- TASK INSTRUCTIONS
Print the records below verbatim.

- AVAILABLE RECORDS
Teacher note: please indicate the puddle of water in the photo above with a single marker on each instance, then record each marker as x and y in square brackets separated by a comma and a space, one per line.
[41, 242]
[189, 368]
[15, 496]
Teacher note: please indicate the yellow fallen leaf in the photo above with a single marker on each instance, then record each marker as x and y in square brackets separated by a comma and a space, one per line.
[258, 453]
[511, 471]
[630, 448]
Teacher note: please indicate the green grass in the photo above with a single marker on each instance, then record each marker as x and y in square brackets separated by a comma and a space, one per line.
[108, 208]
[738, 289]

- RESPONSE AREA
Teacher note: please indicate the puddle of water in the photo above with a single marker on each instance, then record each marker as x and y in square brackets separated by a comma and a space, one per line.
[41, 242]
[189, 368]
[15, 496]
Teacher note: please indicate the yellow fallen leaf in the photo above with a single marker on each instance, then record each marker as x and y in square brackets separated by a comma and a space, one per line.
[258, 453]
[511, 471]
[630, 448]
Teacher note: please indicate the green grass in the photo above with a single marker on each instance, then record each marker as x and y in square brackets separated by a comma and a space, one per line.
[108, 208]
[738, 289]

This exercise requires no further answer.